» Task to carry out:
Write out the records below from the first line through the line containing "leaf surface, given", leaving out any pictures.

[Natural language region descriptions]

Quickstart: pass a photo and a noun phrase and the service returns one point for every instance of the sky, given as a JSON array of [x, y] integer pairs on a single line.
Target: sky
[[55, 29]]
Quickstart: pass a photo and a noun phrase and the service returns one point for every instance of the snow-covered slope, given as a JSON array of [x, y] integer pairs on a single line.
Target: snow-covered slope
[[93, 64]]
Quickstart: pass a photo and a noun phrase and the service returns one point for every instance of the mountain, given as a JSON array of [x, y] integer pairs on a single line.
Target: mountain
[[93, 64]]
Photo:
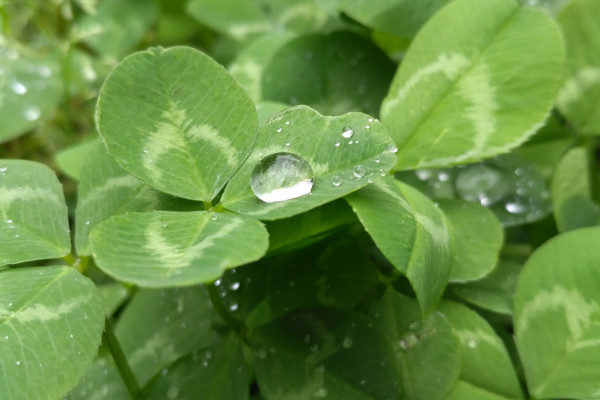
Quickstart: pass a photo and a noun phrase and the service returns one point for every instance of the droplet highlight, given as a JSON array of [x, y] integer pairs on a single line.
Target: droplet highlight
[[280, 177]]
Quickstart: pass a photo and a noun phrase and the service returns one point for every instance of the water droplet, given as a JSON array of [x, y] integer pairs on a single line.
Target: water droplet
[[280, 177], [18, 87], [347, 132], [359, 171], [347, 342], [515, 207], [31, 113]]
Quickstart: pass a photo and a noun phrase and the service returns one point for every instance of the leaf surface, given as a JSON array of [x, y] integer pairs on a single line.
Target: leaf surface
[[33, 213], [411, 232], [557, 293], [339, 164], [477, 92], [165, 249], [51, 319], [164, 113], [478, 237], [325, 352], [579, 98], [486, 363], [427, 349]]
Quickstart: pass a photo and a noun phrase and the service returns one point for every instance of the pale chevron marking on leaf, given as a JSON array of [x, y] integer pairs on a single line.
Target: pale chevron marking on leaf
[[209, 134], [583, 79], [175, 258], [8, 196], [578, 312], [41, 312], [466, 337], [448, 64], [126, 181], [476, 88], [168, 136]]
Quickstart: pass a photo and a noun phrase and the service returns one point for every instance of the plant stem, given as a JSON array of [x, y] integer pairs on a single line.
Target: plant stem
[[120, 360], [215, 299]]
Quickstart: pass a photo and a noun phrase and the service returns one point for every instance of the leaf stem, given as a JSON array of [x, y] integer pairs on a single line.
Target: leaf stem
[[220, 308], [120, 360]]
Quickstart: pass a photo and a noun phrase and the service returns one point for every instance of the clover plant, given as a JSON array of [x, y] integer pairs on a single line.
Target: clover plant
[[300, 199]]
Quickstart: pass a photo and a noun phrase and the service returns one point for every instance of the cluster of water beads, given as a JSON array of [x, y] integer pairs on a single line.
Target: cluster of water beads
[[514, 190]]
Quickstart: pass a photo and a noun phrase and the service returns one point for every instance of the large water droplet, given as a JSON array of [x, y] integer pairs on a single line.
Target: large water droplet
[[347, 132], [280, 177]]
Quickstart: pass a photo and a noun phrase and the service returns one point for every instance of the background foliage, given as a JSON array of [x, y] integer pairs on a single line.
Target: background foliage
[[443, 247]]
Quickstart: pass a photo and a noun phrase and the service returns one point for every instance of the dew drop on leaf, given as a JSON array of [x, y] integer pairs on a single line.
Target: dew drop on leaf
[[347, 132], [281, 177]]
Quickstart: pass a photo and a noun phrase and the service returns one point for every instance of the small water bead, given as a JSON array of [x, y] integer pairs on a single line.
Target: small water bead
[[359, 171], [347, 132], [280, 177], [18, 87], [31, 113]]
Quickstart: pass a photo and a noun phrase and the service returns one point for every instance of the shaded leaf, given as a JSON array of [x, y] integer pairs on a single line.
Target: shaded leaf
[[427, 349], [411, 232], [557, 293], [329, 353], [477, 92], [486, 363], [51, 319], [579, 98], [478, 238]]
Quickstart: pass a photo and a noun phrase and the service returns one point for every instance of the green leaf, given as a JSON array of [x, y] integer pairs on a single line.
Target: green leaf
[[427, 349], [477, 92], [71, 159], [463, 390], [324, 353], [494, 292], [333, 73], [572, 191], [397, 18], [579, 98], [30, 89], [51, 319], [164, 113], [217, 372], [478, 238], [331, 273], [118, 26], [486, 363], [159, 326], [557, 316], [249, 65], [340, 163], [164, 249], [320, 220], [242, 19], [33, 214], [411, 232], [106, 190]]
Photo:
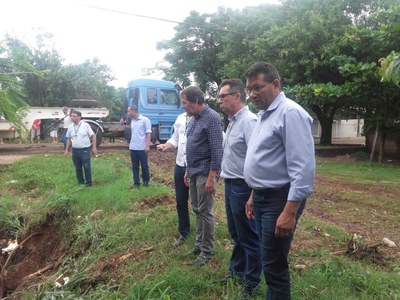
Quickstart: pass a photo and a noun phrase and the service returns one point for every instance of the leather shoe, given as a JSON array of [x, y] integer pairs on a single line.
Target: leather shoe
[[193, 252], [202, 259], [179, 241]]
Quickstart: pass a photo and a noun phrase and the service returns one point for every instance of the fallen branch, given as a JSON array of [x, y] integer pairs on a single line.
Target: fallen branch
[[41, 271], [3, 270]]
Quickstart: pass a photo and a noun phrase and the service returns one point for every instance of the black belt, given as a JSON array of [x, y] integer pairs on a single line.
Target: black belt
[[236, 181], [268, 190]]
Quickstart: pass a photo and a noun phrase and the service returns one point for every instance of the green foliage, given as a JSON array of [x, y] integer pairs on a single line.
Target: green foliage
[[390, 68], [60, 83], [13, 66]]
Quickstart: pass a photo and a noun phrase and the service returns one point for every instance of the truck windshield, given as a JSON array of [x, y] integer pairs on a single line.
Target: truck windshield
[[169, 97]]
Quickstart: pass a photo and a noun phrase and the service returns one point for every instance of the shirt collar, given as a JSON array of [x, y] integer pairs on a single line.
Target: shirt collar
[[237, 115], [274, 105]]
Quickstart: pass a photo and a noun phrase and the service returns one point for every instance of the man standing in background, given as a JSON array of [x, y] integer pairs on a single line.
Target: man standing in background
[[178, 140], [204, 155], [139, 145], [35, 131], [66, 123], [245, 263], [83, 141], [280, 168]]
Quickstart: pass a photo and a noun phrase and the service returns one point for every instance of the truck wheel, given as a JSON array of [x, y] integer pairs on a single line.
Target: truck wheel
[[154, 134], [99, 134]]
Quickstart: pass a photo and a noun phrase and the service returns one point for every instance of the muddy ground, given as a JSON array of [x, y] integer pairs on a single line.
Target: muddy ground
[[370, 221]]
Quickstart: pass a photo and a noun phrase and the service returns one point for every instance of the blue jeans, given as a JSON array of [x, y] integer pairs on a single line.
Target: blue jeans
[[140, 156], [81, 160], [203, 208], [245, 260], [268, 204], [64, 137], [182, 197]]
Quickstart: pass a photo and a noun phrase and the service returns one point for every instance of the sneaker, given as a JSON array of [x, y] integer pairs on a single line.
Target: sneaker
[[251, 290], [202, 259], [231, 276], [195, 251], [179, 241]]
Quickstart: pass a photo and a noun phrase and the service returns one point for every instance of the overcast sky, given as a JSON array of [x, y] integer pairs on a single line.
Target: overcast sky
[[126, 43]]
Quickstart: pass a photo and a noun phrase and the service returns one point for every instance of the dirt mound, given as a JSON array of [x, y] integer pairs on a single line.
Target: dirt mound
[[39, 252]]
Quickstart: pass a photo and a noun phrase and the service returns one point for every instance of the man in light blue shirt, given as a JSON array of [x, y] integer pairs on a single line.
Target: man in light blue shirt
[[139, 145], [178, 140], [280, 168], [245, 262]]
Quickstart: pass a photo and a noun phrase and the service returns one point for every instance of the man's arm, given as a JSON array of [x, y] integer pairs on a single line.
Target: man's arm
[[165, 147], [148, 140], [67, 147], [94, 147]]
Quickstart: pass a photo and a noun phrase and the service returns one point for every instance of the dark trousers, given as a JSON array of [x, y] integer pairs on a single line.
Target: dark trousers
[[268, 205], [245, 260], [64, 137], [140, 156], [182, 197], [81, 160]]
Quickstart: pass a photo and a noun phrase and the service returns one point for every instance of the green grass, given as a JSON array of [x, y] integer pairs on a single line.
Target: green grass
[[125, 252], [360, 172]]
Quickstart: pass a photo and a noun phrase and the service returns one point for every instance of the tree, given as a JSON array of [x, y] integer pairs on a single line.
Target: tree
[[13, 65], [60, 83], [390, 68]]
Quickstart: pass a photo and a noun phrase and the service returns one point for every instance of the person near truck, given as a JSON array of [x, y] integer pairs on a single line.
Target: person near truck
[[139, 146], [82, 140], [35, 130], [178, 140], [245, 262], [203, 155], [66, 123], [280, 169]]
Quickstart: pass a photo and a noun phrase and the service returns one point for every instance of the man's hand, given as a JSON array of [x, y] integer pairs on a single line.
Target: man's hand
[[161, 147], [186, 178], [210, 183], [249, 207], [287, 220]]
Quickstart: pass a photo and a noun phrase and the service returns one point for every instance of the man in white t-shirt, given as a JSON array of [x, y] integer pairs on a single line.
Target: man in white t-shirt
[[83, 141]]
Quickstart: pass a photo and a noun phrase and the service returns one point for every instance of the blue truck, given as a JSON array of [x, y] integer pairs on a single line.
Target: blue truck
[[159, 101]]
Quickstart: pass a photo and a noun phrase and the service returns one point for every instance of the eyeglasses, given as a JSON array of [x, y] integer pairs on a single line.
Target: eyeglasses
[[257, 88], [222, 96]]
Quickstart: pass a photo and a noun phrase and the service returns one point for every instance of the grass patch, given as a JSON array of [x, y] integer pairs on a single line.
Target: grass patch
[[114, 242]]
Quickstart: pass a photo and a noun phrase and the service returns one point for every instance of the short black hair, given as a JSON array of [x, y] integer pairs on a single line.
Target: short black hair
[[134, 108], [269, 70], [235, 85], [78, 113], [193, 94]]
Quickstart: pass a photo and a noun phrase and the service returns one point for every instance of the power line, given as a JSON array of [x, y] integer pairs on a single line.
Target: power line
[[164, 20], [132, 14]]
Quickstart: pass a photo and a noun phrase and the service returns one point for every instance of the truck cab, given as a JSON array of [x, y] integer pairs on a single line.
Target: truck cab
[[159, 101]]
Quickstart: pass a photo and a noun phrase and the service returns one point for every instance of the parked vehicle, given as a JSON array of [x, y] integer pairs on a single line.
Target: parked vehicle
[[159, 101], [28, 115], [156, 99]]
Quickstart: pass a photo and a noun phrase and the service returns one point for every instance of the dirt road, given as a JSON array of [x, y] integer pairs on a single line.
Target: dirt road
[[12, 152]]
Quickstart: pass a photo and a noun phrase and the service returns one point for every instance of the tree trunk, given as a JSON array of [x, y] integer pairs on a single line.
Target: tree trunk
[[382, 146], [325, 117], [326, 131]]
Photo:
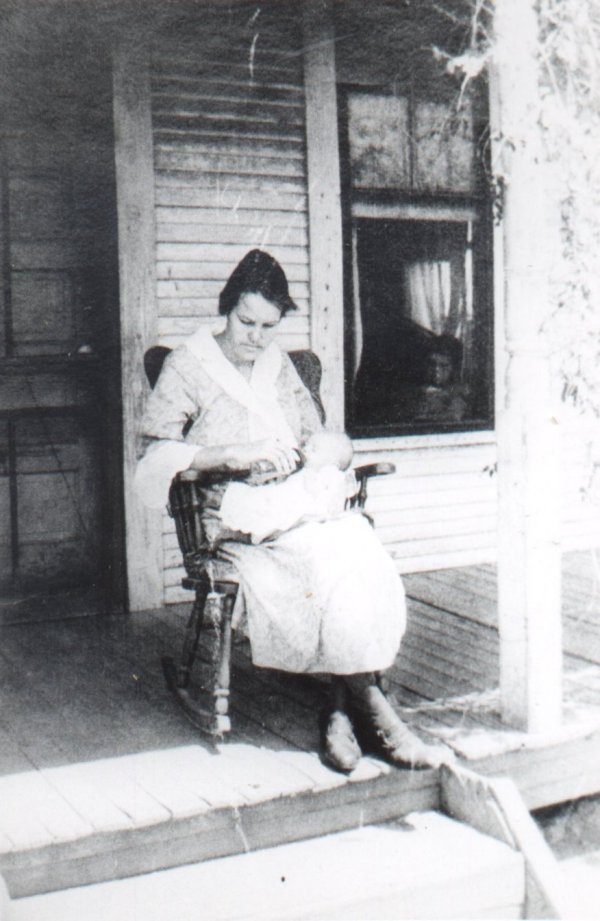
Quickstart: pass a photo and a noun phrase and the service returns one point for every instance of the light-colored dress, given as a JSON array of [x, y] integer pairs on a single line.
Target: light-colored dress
[[322, 597], [310, 494]]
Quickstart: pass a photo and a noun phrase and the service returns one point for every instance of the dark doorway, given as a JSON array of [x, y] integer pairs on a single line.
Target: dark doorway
[[60, 519]]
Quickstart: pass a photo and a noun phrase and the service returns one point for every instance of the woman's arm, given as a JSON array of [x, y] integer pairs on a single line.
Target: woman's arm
[[235, 458]]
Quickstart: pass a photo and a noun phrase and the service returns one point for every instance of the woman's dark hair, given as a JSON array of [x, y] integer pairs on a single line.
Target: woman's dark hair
[[257, 273]]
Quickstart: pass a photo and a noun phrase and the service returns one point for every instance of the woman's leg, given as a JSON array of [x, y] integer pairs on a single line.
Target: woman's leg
[[378, 724], [340, 748]]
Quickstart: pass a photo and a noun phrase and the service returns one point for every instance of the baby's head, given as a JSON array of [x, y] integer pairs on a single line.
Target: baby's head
[[325, 449]]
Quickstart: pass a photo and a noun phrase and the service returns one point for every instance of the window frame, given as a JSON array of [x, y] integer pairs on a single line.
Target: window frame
[[401, 204]]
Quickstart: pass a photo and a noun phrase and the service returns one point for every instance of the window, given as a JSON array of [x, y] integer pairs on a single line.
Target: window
[[417, 267]]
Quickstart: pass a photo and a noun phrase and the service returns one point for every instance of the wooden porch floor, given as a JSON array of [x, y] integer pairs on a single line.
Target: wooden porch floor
[[102, 777]]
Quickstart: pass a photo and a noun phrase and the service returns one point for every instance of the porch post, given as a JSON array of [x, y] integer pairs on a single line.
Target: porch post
[[529, 557], [324, 200], [135, 215]]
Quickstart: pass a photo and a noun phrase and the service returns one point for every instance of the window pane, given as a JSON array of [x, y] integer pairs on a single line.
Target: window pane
[[419, 340]]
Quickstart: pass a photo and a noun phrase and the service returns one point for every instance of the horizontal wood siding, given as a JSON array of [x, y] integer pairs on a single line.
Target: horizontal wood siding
[[439, 508], [230, 165], [230, 168], [230, 173]]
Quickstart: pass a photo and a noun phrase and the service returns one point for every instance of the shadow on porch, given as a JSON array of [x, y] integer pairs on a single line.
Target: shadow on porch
[[102, 777]]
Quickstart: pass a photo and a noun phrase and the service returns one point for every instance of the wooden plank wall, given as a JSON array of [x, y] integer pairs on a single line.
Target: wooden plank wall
[[228, 120], [230, 173]]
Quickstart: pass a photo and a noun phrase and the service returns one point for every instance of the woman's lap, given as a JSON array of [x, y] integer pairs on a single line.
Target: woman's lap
[[323, 597]]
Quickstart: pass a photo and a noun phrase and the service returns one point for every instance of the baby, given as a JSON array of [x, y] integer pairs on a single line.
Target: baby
[[317, 492]]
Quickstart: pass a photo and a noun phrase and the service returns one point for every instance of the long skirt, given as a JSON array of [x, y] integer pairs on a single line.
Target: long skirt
[[322, 597]]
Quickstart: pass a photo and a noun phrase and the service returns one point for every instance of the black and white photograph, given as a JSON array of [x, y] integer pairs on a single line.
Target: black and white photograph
[[299, 460]]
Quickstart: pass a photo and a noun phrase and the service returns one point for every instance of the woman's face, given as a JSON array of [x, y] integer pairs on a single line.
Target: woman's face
[[251, 327]]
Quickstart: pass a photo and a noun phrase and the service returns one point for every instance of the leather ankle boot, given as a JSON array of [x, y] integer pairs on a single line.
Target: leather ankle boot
[[380, 729]]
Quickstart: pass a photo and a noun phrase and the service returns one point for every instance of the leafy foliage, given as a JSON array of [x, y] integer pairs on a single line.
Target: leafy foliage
[[568, 125]]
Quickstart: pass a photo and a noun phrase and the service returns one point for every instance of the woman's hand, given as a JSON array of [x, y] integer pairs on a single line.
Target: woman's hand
[[283, 457], [240, 457]]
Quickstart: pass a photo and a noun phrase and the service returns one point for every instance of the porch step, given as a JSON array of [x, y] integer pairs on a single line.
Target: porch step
[[102, 820], [424, 866]]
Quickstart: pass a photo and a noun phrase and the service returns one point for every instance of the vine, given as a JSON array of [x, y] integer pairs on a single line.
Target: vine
[[568, 58]]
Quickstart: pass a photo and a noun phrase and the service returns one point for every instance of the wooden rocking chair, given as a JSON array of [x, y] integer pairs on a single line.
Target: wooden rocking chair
[[215, 581]]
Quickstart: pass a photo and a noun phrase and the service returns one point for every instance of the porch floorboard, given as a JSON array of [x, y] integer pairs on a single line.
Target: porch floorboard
[[102, 777]]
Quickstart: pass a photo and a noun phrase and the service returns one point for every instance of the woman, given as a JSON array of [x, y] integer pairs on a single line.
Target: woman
[[323, 597]]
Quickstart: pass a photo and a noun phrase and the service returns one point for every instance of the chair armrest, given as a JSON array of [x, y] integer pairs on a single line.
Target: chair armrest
[[363, 474], [381, 468]]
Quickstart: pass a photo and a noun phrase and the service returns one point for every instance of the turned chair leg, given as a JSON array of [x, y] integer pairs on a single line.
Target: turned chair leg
[[210, 623], [192, 636]]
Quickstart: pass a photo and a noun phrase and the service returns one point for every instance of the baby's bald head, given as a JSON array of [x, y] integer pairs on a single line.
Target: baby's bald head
[[328, 449]]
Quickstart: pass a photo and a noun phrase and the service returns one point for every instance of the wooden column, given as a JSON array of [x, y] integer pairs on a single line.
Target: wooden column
[[325, 217], [529, 558], [135, 214]]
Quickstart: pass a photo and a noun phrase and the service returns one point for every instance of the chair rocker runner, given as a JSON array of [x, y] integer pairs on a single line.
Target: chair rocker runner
[[215, 581]]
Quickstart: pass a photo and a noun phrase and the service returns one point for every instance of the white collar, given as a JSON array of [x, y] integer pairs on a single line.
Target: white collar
[[258, 395]]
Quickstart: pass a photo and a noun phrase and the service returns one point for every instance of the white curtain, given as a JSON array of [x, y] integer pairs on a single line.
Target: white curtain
[[437, 301], [429, 291]]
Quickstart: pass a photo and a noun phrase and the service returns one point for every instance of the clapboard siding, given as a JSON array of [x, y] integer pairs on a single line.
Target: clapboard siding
[[230, 174]]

» Written response:
Quickstart: pass a photo and a noun phrase and the service returns one point for every instance of the sky, given as a JSON array of [x, y] integer pairs on a single line.
Target: sky
[[55, 29]]
Quickstart: pass a photo and a noun phrase and the service returns one point for every instance of the snow-covered slope, given as a JSON array of [x, y] integer pairs on a single line.
Target: snow-covered slope
[[93, 64]]
Quickstart: pass a photo and a noun phrase and the service returns one point for every instance of the mountain, given as a JSON array of [x, y] integer pairs on a single line.
Target: mountain
[[93, 64]]
Photo:
Quickstart: pass a photo and a noun phrase and the service returns one point for every instance of the droplet highlight, given as a JSON array of [x, y] integer pairs on a single line.
Target: droplet highlight
[[280, 177]]
Quickstart: pass a photo and a noun phrase and the service returns one point for every instance of the water droplet, given as a JSON array of [x, y] integer pairs on a single line.
Target: water droplet
[[280, 177], [18, 87], [347, 132], [359, 171], [347, 342], [515, 207], [31, 113]]
Quickstart: pass a photo and a noun phrase and the service returns one point for every instance of the leaf surface, given as a JSON array of [x, y] integer pairs on a single line.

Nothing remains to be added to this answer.